Set problem
Can you switch every "photo" to "image" in the material below and give it back otherwise unchanged, without the pictures?

Material for the task

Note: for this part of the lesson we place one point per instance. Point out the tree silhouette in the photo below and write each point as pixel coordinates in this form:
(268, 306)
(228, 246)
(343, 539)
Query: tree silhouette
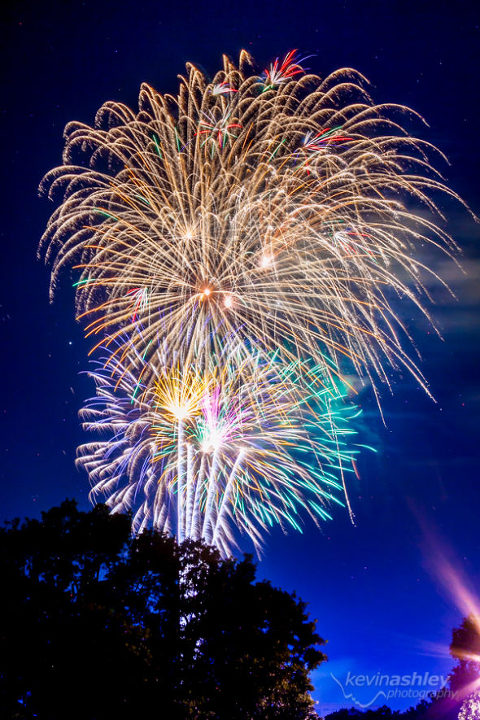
(465, 649)
(95, 624)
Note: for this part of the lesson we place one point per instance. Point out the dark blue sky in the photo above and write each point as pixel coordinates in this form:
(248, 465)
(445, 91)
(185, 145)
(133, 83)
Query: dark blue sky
(372, 586)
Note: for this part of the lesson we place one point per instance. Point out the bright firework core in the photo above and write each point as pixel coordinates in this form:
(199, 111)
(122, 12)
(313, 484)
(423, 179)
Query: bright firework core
(276, 194)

Written reply
Note: for this part of the lesson we place one point per instance. Point out the tree silhouette in the image below and write each point as pixel coordinates in this form:
(268, 306)
(228, 246)
(343, 539)
Query: tree silhouette
(465, 649)
(95, 624)
Note: for this part of the lesson we place one point per instance. Point out the dark blue sky in the image above and write each point as pixel coordinates in this form:
(248, 465)
(445, 91)
(185, 145)
(133, 83)
Query: dark blue sky
(372, 586)
Note: for this part of the lesson we place one point per instance. Point out the bright firework core in the image above and write each point as pixel coordinates in this form:
(199, 111)
(122, 12)
(313, 484)
(423, 179)
Query: bright firework core
(276, 194)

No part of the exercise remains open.